• Set problem: Copy the data below with every "bounding box" swapped for "rectangle", keeping everything else the same.

──────── Dataset records

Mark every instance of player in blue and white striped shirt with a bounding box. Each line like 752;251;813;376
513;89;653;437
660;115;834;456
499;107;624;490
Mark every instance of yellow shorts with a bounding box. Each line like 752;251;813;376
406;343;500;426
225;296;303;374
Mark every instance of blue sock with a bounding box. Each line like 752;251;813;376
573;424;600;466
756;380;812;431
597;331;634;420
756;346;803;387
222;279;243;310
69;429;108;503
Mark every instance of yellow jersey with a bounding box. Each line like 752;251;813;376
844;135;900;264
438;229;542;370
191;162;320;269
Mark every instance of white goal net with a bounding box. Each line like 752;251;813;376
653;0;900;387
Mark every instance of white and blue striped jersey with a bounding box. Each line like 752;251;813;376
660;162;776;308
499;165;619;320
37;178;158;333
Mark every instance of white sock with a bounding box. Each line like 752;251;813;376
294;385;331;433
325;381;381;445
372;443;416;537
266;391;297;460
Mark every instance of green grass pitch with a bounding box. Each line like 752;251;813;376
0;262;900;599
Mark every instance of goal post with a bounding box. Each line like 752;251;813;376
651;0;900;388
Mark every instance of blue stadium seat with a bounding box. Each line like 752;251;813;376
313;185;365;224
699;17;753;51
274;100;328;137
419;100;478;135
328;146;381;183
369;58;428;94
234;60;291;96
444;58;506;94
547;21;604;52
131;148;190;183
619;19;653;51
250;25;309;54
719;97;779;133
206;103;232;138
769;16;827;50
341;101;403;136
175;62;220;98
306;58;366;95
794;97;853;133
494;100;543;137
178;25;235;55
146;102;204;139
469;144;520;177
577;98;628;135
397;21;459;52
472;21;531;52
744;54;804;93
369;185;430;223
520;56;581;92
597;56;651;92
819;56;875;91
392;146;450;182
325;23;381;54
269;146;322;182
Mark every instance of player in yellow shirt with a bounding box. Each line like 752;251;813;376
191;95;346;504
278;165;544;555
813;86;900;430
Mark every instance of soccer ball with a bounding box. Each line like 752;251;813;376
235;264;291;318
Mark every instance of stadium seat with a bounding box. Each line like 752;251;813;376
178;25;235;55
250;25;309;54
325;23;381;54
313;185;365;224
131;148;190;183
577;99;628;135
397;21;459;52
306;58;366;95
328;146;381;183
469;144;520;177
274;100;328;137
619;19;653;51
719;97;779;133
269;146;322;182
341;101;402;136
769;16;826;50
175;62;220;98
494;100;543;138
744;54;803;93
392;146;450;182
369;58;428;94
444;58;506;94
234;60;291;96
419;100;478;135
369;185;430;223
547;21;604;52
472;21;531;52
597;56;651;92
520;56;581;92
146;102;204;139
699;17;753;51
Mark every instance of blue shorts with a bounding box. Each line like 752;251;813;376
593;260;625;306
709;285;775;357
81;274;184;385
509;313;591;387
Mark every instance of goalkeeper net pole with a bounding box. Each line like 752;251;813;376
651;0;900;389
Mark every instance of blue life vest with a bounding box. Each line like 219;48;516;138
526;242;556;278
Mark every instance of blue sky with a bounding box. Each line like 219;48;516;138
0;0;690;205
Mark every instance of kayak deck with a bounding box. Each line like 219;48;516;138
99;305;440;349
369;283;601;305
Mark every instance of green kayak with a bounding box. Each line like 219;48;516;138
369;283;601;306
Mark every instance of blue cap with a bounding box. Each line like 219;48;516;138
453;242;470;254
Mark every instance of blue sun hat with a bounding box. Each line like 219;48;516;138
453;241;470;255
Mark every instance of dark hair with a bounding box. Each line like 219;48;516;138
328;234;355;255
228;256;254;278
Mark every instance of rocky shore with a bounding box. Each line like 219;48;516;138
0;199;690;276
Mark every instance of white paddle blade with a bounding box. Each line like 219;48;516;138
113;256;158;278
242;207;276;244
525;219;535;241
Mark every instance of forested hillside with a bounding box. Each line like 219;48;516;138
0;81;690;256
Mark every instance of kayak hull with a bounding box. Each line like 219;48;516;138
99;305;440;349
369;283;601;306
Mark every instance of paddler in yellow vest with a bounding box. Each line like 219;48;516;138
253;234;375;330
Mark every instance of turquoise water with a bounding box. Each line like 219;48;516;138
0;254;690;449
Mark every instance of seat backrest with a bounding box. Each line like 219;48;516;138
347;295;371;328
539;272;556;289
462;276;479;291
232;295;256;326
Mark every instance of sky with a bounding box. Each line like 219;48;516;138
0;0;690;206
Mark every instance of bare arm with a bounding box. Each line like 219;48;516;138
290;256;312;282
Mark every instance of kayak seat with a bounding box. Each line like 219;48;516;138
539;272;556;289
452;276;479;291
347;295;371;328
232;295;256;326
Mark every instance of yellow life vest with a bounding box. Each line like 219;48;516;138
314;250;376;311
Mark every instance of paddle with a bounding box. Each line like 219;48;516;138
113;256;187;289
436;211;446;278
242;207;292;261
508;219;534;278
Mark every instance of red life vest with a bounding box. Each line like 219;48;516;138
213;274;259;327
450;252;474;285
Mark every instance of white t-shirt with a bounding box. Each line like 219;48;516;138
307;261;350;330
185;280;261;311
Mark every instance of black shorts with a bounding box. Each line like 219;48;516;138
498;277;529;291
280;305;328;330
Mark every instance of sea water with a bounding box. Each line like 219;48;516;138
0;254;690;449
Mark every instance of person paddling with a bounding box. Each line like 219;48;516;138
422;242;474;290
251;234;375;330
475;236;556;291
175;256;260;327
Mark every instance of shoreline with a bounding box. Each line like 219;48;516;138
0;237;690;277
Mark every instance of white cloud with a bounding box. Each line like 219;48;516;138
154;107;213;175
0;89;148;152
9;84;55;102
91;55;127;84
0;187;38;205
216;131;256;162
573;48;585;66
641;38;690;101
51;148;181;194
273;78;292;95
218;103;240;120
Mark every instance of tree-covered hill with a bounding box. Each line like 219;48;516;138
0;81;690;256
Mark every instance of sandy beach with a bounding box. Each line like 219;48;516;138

────────────────

• Complete response:
Mark every instance of player in blue and white striped shirt with a rectangle. Each line like 752;251;813;376
513;89;653;437
660;115;834;456
499;107;624;490
Mark every instance of yellow shorts with a rectangle. Each line like 752;251;813;376
406;343;500;426
225;296;303;374
Mark every instance of blue sock with a rectangle. Each line like 752;251;813;376
573;424;600;466
756;380;812;431
597;331;634;420
756;346;803;387
222;279;243;310
69;429;108;503
Mark every instance of yellow jersey with a rectangle. Each line like 752;251;813;376
844;135;900;264
438;229;542;370
191;162;320;269
Mark every instance of white goal net with a rectangle. Each line like 752;251;813;376
653;0;900;387
Mark every instance of white and blue striped jersey with a rectangle. Each line like 752;251;813;376
660;162;776;308
499;165;619;320
37;178;158;333
Mark every instance of white sock with a rectangle. Each line like 752;251;813;376
294;385;331;433
325;381;381;445
372;443;416;537
266;391;297;460
Mark every instance of green grass pitch with a rectangle. Each line like 752;251;813;376
0;262;900;599
Mark every instance of goal post with a rectangle. Each line like 752;251;813;376
651;0;900;388
Mark every instance of blue stadium seat with a rectangle. Each line like 752;251;813;376
313;185;365;224
699;17;753;51
274;100;328;137
419;100;478;135
328;146;381;183
369;58;428;94
234;60;291;96
444;58;506;94
547;21;604;52
131;148;190;183
619;19;653;51
250;25;309;54
719;97;779;133
206;103;232;138
769;16;827;50
341;101;403;136
175;62;220;98
306;58;366;95
794;97;853;133
494;100;543;137
178;25;235;55
146;102;204;139
469;144;520;177
577;98;628;135
397;21;459;52
472;21;531;52
744;54;804;93
369;185;430;223
520;56;581;92
597;56;651;92
819;56;875;91
392;146;450;182
325;23;381;54
269;146;322;182
Mark every instance of player in yellow shirt with a rectangle. Each line like 752;251;813;376
191;95;346;504
278;165;544;555
813;86;900;430
Mark every instance of soccer ball with a rectangle. Each line like 752;251;813;376
235;264;291;318
Mark every instance of stadium seat with a rectangle. Each line like 752;251;813;376
178;25;235;55
250;25;309;54
325;23;381;54
313;185;365;224
131;148;190;183
577;99;628;135
397;21;459;52
306;58;366;95
328;146;381;183
469;144;520;177
274;100;328;137
619;19;653;51
719;97;779;133
269;146;322;182
341;101;402;136
769;16;826;50
175;62;220;98
494;100;543;138
744;54;803;93
392;146;450;182
369;58;428;94
444;58;506;94
234;60;291;96
419;100;478;135
369;185;430;223
547;21;604;52
472;21;531;52
597;56;651;92
520;56;581;92
146;102;204;139
699;17;753;51
Mark every instance of blue shorts with a rectangle. Each line like 752;251;813;376
593;260;625;306
709;285;775;357
81;274;184;385
509;313;591;387
Mark every instance of goalkeeper net pole with a rectangle. Each line like 752;251;813;376
651;0;900;389
Mark every instance of blue life vest with a rectangle. Each line like 219;48;516;138
526;242;556;278
Mark every instance of blue sky with a rectangle. Each line like 219;48;516;138
0;0;690;205
Mark every instance of kayak deck with a rectangle. Each line like 219;48;516;138
99;305;440;349
369;283;601;305
Mark every instance of green kayak with a rectangle. Each line like 219;48;516;138
369;283;601;306
Mark every instance of blue cap with a rectangle. Each line like 219;48;516;138
453;242;470;254
Mark every instance of blue sun hat with a rectangle. Each line like 219;48;516;138
453;241;470;255
Mark every instance of dark hair with a rectangle. Each line like 219;48;516;138
328;234;355;255
228;256;254;278
Mark every instance of rocky shore with a rectangle. Each line like 219;48;516;138
0;199;690;276
Mark every instance of white paddle blade with a rectangle. Each line like 219;48;516;138
113;256;158;278
242;207;276;244
525;219;535;241
Mark every instance of forested hillside with a rectangle. Each line like 219;48;516;138
0;81;690;256
Mark every instance of kayak hull with a rectangle. Each line like 219;48;516;138
99;305;440;349
369;283;601;306
Mark every instance of paddler in yellow vest with a rectangle. Each line like 219;48;516;138
253;234;375;330
Mark every instance of turquoise water with a rectangle. Each line like 219;48;516;138
0;254;690;449
Mark every instance of seat backrest with a rectangle. Each line like 219;48;516;138
347;295;371;328
539;272;556;289
462;276;479;291
232;295;256;326
Mark every instance of sky with a rectangle. Each line like 219;48;516;138
0;0;690;206
Mark every instance of bare arm with a rectangle. Each line like 219;48;516;138
290;256;312;282
Mark every instance of kayak seat with a rectangle. Each line like 219;48;516;138
539;272;556;289
452;276;479;291
347;295;371;328
232;295;256;326
Mark every instance of yellow life vest with a rectangle. Each line like 219;48;516;138
314;250;376;311
Mark every instance of paddle with a rectangle. Each line like 219;48;516;138
113;256;187;289
436;211;446;278
242;207;292;261
508;219;534;278
Mark every instance of red life vest with a rectangle. Each line like 219;48;516;138
213;274;259;327
450;252;474;285
Mark every instance of white t-shirt with a rectangle. Each line like 219;48;516;138
307;261;350;330
185;280;261;311
Mark every instance of black shorts with a rectangle. Each line like 219;48;516;138
498;277;529;291
280;305;328;330
Mark every instance of sea water with a rectangle. Each line like 219;48;516;138
0;254;690;449
Mark every instance of person paddling with a rectangle. Each line like 219;48;516;138
422;242;474;290
251;234;375;330
475;236;556;291
175;256;260;327
Mark every instance of shoreline with a rectangle. Each line like 219;48;516;138
0;237;690;277
Mark every instance of white cloud with a rectangle. Each line like 219;48;516;138
154;107;213;175
0;89;148;152
9;84;55;102
91;55;127;84
0;187;38;205
216;131;256;162
573;48;585;66
641;38;690;101
51;148;181;194
273;78;292;95
218;103;240;120
Mark every instance of tree-covered hill with a rectangle. Each line like 219;48;516;138
0;81;690;256
Mark every instance of sandy beach with a rectangle. Each line like 219;48;516;138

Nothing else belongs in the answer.